INFORMATION PROVIDED:
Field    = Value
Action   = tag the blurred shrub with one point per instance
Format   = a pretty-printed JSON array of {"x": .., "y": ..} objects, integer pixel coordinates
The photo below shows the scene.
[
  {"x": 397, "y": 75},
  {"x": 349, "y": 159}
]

TASK BRIEF:
Each record must be output exactly, with none omitted.

COMPLETED TASK:
Field    = Value
Action   = tag the blurred shrub with one point per instance
Format   = a pretty-printed JSON array of {"x": .., "y": ..} objects, integer pixel coordinates
The photo below shows the scene.
[
  {"x": 397, "y": 75},
  {"x": 349, "y": 159}
]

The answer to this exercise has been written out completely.